Doel van opdracht 1: Neem alle regels van de records hieronder woordelijk over.

Tekstfragment:

___

ECLI:NL:GHARL:2013:BZ7989

Gerechtshof Arnhem-Leeuwarden

Datum uitspraak
19 april 2013
Publicatiedatum
22 juni 2013
Zaaknummer
21-004796-12
Instantie
Gerechtshof Arnhem-Leeuwarden
Type
Uitspraak
Rechtsgebied
Strafrecht
Procedures
  • Hoger beroep
Rechters
Vindplaatsen
  • Rechtspraak.nl
AI samenvatting door LexboostAutomatisch gegenereerd

Vrijspraak in hoger beroep wegens onvoldoende bewijs in mishandelingzaak

In deze zaak heeft het Gerechtshof Arnhem-Leeuwarden op 19 april 2013 uitspraak gedaan in hoger beroep tegen een vonnis van de politierechter in de rechtbank Utrecht. De verdachte was beschuldigd van mishandeling van een persoon op 24 september 2011 te Vianen. De tenlastelegging betrof het opzettelijk mishandelen van het slachtoffer door deze met een gebalde vuist op het gezicht te slaan, wat letsel en pijn zou hebben veroorzaakt. Tijdens de behandeling van de zaak heeft het hof vastgesteld dat er verschillende aanknopingspunten in het dossier waren die door de politie niet of niet adequaat waren onderzocht. Dit betrof onder andere het niet verhoor van getuigen en het niet verder onderzoeken van de betrokkenheid van een andere persoon, genaamd 'Bart'. Het hof concludeerde dat het dossier te veel open eindes bevatte om tot een veroordeling te kunnen komen. Gezien het tijdsverloop en de huidige stand van de zaak, zag het hof geen aanleiding om een uitvoerig opsporingsonderzoek te starten. Daarom sprak het hof de verdachte vrij van de tenlastegelegde feiten. Tevens werd de vordering van de benadeelde partij tot schadevergoeding afgewezen, omdat de verdachte niet schuldig werd bevonden aan de mishandeling. Het hof vernietigde het eerdere vonnis en deed opnieuw recht, waarbij het de benadeelde partij niet-ontvankelijk verklaarde in haar vordering tot schadevergoeding.

___

Gegevens voor opdracht:
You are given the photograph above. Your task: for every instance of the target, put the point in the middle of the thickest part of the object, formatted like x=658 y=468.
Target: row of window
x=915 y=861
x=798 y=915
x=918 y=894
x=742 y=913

___

Doel van opdracht 2: In welke plaats zou de mishandeling volgens het tekstfragment hebben plaatsgevonden?

Antwoord op opdracht 1:
You are given the photograph above. Your task: for every instance of the target, put the point in the middle of the thickest part of the object, formatted like x=658 y=468.
Target: row of window
x=915 y=861
x=798 y=915
x=918 y=894
x=742 y=913

Antwoord op opdracht 2: In Vianen.